* Set task: In the records below, locate the line containing "Please tag the paved", then output that line and all later lines exactly, through the last one.

--- START OF Raw data ---

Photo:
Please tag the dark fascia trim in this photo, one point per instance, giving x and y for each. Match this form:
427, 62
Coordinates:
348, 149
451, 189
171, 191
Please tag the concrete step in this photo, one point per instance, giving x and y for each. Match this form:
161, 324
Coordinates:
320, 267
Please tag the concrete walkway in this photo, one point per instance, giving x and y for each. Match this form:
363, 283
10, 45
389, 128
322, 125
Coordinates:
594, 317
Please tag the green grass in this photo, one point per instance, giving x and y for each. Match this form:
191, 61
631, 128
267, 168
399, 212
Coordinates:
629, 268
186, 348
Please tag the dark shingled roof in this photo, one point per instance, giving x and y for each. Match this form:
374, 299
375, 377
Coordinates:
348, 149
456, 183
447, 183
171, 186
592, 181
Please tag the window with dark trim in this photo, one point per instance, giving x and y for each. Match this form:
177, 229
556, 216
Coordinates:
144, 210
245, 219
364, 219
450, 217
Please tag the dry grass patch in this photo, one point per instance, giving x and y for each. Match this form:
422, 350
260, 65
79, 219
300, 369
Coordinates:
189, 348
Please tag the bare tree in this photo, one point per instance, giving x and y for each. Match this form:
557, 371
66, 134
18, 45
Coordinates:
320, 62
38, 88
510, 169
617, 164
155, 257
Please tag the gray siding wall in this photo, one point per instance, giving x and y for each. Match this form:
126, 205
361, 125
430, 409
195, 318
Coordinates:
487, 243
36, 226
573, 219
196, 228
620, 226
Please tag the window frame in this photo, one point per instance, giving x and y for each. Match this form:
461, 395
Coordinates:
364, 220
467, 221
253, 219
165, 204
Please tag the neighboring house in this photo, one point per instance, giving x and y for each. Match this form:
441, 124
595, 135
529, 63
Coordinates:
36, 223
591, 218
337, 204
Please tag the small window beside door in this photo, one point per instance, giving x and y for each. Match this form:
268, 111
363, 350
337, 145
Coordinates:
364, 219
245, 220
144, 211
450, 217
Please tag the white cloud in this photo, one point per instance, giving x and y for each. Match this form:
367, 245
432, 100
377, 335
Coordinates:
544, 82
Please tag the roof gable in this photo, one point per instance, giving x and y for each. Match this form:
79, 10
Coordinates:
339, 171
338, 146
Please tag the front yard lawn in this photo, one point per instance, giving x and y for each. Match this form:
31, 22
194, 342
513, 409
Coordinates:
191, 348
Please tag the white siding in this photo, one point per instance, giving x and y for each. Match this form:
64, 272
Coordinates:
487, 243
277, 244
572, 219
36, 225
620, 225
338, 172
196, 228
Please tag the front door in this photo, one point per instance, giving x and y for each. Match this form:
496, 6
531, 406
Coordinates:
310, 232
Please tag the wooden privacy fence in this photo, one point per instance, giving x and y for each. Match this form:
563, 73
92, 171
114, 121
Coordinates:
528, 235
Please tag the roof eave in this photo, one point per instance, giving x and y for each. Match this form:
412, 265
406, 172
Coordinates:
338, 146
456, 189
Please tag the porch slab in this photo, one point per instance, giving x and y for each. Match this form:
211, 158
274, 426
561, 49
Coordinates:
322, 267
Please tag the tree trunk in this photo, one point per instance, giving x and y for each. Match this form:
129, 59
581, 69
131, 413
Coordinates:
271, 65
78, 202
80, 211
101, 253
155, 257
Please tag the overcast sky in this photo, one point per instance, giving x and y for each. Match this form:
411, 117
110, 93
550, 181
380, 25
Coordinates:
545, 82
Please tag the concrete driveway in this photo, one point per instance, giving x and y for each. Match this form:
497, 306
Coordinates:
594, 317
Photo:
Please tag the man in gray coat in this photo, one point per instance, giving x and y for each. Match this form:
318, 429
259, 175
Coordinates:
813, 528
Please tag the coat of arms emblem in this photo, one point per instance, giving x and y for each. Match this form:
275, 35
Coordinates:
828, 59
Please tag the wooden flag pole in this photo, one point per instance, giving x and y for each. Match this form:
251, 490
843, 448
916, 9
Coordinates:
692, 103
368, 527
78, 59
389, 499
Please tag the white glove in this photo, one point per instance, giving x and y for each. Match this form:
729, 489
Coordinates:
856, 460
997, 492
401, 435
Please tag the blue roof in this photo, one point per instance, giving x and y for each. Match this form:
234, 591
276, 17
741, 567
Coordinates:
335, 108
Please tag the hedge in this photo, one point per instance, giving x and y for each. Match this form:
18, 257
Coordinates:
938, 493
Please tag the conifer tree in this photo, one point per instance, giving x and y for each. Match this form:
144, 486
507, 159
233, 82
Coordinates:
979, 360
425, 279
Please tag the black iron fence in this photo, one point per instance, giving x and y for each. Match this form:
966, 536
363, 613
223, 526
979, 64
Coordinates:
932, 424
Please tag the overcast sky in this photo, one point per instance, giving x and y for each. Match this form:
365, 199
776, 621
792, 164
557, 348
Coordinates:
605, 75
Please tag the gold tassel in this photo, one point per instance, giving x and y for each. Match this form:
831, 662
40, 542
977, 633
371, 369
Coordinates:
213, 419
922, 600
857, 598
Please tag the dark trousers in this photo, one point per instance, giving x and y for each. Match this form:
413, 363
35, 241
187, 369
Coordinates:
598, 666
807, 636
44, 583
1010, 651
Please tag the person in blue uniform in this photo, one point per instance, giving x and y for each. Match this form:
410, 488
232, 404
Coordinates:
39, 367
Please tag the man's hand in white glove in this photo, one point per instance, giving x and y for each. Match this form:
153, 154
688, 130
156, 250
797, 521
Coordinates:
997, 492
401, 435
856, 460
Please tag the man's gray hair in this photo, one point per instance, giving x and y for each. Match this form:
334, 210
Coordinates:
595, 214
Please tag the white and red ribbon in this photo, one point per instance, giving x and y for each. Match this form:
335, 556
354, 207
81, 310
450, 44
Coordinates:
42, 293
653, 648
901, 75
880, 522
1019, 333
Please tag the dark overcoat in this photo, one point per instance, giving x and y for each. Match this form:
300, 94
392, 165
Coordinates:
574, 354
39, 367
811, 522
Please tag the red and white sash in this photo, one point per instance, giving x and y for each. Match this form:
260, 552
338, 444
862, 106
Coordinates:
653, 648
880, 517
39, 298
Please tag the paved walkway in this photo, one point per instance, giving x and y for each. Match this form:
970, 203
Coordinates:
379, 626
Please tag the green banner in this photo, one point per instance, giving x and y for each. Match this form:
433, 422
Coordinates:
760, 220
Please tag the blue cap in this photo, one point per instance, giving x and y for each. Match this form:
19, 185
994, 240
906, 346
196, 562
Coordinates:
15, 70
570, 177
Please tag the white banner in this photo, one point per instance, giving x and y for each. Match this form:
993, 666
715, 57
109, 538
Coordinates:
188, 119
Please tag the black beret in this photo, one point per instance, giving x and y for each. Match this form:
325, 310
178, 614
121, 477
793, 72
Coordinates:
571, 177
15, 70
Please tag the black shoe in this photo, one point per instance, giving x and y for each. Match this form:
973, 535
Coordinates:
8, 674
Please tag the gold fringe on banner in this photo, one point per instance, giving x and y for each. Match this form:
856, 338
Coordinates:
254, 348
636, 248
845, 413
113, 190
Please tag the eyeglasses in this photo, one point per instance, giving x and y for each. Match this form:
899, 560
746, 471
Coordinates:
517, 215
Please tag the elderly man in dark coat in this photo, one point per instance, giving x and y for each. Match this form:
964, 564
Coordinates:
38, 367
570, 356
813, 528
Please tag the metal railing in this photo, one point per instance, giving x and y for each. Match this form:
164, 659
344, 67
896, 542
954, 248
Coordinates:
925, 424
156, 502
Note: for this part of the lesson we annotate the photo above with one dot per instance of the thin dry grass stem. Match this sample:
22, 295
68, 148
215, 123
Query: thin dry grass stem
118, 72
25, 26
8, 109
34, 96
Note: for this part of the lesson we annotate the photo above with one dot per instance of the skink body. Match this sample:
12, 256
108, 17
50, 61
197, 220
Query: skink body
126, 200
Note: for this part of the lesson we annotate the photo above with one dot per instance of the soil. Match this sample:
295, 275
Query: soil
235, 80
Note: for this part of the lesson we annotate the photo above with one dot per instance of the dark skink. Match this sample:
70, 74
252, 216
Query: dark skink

--- END OF Raw data ---

* Complete output:
Please tag the paved walkway in this photo, one point per instance, giving x and y for each. Match this form:
970, 203
Coordinates:
379, 626
Please tag the green banner in this photo, one point per instance, giving x and y for each. Match this form:
433, 422
Coordinates:
760, 220
Please tag the blue cap in this photo, one point per instance, giving x and y for each. Match this form:
19, 185
994, 240
906, 346
196, 562
Coordinates:
15, 70
570, 177
Please tag the white banner in this photo, one point per instance, giving x and y for each. Match this form:
993, 666
715, 57
109, 538
Coordinates:
188, 119
Please tag the black beret in this photo, one point per instance, giving x and y for each. Match this form:
325, 310
178, 614
121, 477
793, 72
Coordinates:
571, 177
15, 70
Please tag the black shoe in this photo, one point per instance, giving x and y for each. Match this form:
973, 535
Coordinates:
8, 674
Please tag the gold fringe on banner in this photo, one point per instance, giving x and y for each. Match this form:
856, 338
Coordinates:
254, 348
636, 248
845, 413
113, 190
Please tag the eyeglasses in this photo, one point per instance, giving x and y for each. Match this form:
899, 560
746, 471
Coordinates:
517, 215
Please tag the elderly man in dark coat in this photo, one point per instance, giving x and y for each. Match this form:
964, 564
Coordinates:
38, 367
570, 356
813, 528
Please tag the metal railing in this photo, one point per instance, giving x and y for each. Match this form:
164, 659
344, 67
896, 542
954, 248
Coordinates:
925, 424
156, 502
Note: for this part of the lesson we annotate the photo above with one dot per instance of the thin dry grass stem. Match this sample:
22, 295
68, 148
215, 123
Query: thin dry grass stem
118, 72
25, 26
8, 109
34, 96
Note: for this part of the lesson we annotate the photo above with one dot per instance of the skink body. Match this sample:
12, 256
108, 17
50, 61
197, 220
Query: skink body
126, 200
Note: for this part of the lesson we annotate the photo above with one dot per instance of the soil. Match this sample:
295, 275
Query: soil
235, 80
Note: for this part of the lesson we annotate the photo above with one dot per instance of the dark skink. Match this sample:
70, 74
252, 216
Query: dark skink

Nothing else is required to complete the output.